• Document:
In [None]:
import requests
import time

In [None]:
import os
GITHUB_TOKEN = os.getenv("GITHUB_TOKEN")

In [None]:
from google.colab import userdata

GITHUB_TOKEN = userdata.get("GITHUB_TOKEN")
print("Loaded token:", GITHUB_TOKEN is not None)
print("Token length:", len(GITHUB_TOKEN) if GITHUB_TOKEN else 0)

Loaded token: True
Token length: 93


In [None]:
headers = {
    "Authorization": f"Bearer {GITHUB_TOKEN}",
    "Accept": "application/vnd.github+json",
    "X-GitHub-Api-Version": "2022-11-28"
}

## Authentication Check

Before extracting any data, we verify that the GitHub Personal Access Token
is valid and authorized.

We send a simple authenticated request to the GitHub API and check:
- HTTP status code
- JSON response structure

In [None]:
##This request validates that the GitHub token is correct and active.

resp = requests.get("https://api.github.com/user", headers=headers)
print("Status:", resp.status_code)
print(resp.json())

Status: 200
{'login': 'mikhaillmkuleshov', 'id': 254604577, 'node_id': 'U_kgDODyz1IQ', 'avatar_url': 'https://avatars.githubusercontent.com/u/254604577?v=4', 'gravatar_id': '', 'url': 'https://api.github.com/users/mikhaillmkuleshov', 'html_url': 'https://github.com/mikhaillmkuleshov', 'followers_url': 'https://api.github.com/users/mikhaillmkuleshov/followers', 'following_url': 'https://api.github.com/users/mikhaillmkuleshov/following{/other_user}', 'gists_url': 'https://api.github.com/users/mikhaillmkuleshov/gists{/gist_id}', 'starred_url': 'https://api.github.com/users/mikhaillmkuleshov/starred{/owner}{/repo}', 'subscriptions_url': 'https://api.github.com/users/mikhaillmkuleshov/subscriptions', 'organizations_url': 'https://api.github.com/users/mikhaillmkuleshov/orgs', 'repos_url': 'https://api.github.com/users/mikhaillmkuleshov/repos', 'events_url': 'https://api.github.com/users/mikhaillmkuleshov/events{/privacy}', 'received_events_url': 'https://api.github.com/users/mikhaillmkulesho

## Report 1 — Search Public Repositories

Client goal:
Search for public GitHub repositories based on a keyword.

This report demonstrates how to:
- Query public repositories
- Control result size
- Inspect the response structure

### API Endpoint

GET /search/repositories

This endpoint allows searching public repositories using keywords
and supports pagination and sorting.

• Short task 1:
In the GitHub API notebook, what value is given for the X-GitHub-Api-Version header?
• Short task 2:
List every key in the headers dictionary defined in the GitHub API notebook.
• Short task 3:
Pick up the GitHub API notebook after its final sentence and keep writing.
The records have no connection to the GitHub API notebook.

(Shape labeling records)
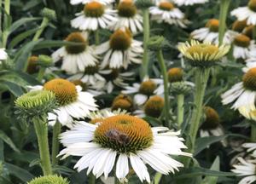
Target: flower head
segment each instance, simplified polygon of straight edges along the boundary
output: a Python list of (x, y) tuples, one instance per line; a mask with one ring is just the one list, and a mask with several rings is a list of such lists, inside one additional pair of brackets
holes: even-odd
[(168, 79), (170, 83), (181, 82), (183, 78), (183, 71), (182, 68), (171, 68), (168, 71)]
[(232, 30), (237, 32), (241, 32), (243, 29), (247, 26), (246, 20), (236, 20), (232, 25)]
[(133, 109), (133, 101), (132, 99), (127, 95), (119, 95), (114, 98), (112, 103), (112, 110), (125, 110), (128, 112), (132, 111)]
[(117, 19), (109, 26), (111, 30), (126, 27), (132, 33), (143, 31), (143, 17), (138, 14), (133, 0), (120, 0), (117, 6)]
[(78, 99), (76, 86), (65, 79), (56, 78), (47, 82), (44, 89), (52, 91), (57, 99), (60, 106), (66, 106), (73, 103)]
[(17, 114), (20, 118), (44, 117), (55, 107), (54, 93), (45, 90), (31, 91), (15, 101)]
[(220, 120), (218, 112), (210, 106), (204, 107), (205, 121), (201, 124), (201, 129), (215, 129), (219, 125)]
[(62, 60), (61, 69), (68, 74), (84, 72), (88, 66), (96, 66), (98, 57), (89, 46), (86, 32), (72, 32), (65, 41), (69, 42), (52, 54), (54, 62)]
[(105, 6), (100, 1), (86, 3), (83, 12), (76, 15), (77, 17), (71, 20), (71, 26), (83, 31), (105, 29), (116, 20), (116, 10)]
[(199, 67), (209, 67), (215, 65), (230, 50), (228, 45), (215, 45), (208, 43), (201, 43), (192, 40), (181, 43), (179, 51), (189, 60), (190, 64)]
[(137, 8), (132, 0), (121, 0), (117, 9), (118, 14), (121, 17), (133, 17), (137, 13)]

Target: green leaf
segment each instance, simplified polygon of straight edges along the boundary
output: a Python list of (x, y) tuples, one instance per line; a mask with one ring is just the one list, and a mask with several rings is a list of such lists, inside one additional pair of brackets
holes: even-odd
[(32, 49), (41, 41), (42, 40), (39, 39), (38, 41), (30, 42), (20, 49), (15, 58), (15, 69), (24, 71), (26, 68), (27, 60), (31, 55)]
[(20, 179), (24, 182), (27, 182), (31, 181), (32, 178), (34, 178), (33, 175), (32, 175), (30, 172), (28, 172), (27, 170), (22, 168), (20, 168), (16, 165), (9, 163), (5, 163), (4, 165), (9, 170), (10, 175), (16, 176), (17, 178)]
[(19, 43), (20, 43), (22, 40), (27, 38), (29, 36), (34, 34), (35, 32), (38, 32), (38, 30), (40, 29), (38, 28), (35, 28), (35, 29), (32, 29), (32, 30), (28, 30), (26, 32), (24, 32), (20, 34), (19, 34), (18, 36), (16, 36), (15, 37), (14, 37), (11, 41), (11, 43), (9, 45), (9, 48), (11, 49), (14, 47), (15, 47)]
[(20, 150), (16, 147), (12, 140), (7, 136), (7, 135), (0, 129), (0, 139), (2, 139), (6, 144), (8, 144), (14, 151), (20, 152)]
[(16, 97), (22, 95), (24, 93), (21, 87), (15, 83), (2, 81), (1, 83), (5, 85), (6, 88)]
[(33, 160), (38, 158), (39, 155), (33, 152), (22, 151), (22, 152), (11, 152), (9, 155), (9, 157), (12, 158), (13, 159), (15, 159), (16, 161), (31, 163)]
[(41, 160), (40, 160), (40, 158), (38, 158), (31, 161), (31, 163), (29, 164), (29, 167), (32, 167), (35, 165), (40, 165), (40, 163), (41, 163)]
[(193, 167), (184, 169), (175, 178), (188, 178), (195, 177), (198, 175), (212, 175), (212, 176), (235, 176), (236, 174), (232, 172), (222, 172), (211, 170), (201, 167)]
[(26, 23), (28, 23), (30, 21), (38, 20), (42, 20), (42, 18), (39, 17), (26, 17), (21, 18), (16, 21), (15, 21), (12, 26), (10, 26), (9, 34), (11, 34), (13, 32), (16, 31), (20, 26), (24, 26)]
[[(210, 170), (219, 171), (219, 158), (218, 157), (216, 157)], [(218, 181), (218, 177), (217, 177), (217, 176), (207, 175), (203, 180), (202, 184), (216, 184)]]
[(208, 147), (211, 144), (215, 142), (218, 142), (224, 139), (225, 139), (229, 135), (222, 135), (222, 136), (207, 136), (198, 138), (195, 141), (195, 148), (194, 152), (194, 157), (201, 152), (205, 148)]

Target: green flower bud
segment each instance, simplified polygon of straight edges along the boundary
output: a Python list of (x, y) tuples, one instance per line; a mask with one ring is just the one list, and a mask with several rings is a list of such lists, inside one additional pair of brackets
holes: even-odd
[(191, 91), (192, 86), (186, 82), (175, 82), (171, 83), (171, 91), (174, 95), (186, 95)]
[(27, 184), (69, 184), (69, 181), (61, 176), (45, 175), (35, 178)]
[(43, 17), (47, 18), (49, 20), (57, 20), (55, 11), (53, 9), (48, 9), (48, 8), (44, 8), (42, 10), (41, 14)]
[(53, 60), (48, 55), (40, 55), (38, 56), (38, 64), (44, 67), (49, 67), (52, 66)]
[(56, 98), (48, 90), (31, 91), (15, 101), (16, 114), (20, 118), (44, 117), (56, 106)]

• Output 1:
2022-11-28

• Output 2:
- Authorization
- Accept
- X-GitHub-Api-Version

• Output 3:
In [None]:
search_url = "https://api.github.com/search/repositories"
search_params = {
    "q": "data",
    "per_page": 5,
    "page": 1
}

search_response = requests.get(
    search_url,
    headers=headers,
    params=search_params
)

print("Status code:", search_response.status_code)

search_data = search_response.json()
print("Total repositories found:", search_data.get("total_count"))
print("Repositories returned in this page:", len(search_data.get("items", [])))

Status code: 200
Total repositories found: 6494829
Repositories returned in this page: 5


In [None]:
first_repo = search_data["items"][0]

print("Repository name:", first_repo["full_name"])
print("Description:", first_repo["description"])
print("Stars:", first_repo["stargazers_count"])
print("URL:", first_repo["html_url"])

Repository name: fivethirtyeight/data
Description: Data and code behind the articles and graphics at FiveThirtyEight
Stars: 17275
URL: https://github.com/fivethirtyeight/data


In [None]:
import json

with open("search_repositories_sample.json", "w") as f:
    json.dump(search_data, f, indent=2)

In [None]:
import os
print("File exists:", os.path.exists("search_repositories_sample.json"))

File exists: True


### Result

- Status code: 200 (Success)
- Authentication token is valid
- API returns a JSON object with:
  - total_count (total number of repositories matching the query)
  - incomplete_results (indicates whether results are truncated)
  - items (list of repositories)

This confirms that authenticated requests to the GitHub API work correctly.

## Report #2 — Commits + Pagination

Goal: fetch commits for a selected repository and demonstrate pagination (multiple pages of results).

In [None]:
# Pick a repository from previous search results
first_repo = search_data["items"][0]
owner = first_repo["owner"]["login"]
repo = first_repo["name"]

print("Selected repo:", f"{owner}/{repo}")
print("Repo URL:", first_repo["html_url"])

Selected repo: fivethirtyeight/data
Repo URL: https://github.com/fivethirtyeight/data


### Endpoint
GET https://api.github.com/repos/{owner}/{repo}/commits

Pagination:
- per_page: commits per page (max 100)
- page: page number (1,2,3...)

In [None]:
commits_url = f"https://api.github.com/repos/{owner}/{repo}/commits"

commits_params = {
    "per_page": 5,
    "page": 1
}

commits_response = requests.get(commits_url, headers=headers, params=commits_params)

print("Status code:", commits_response.status_code)

commits_data_page1 = commits_response.json()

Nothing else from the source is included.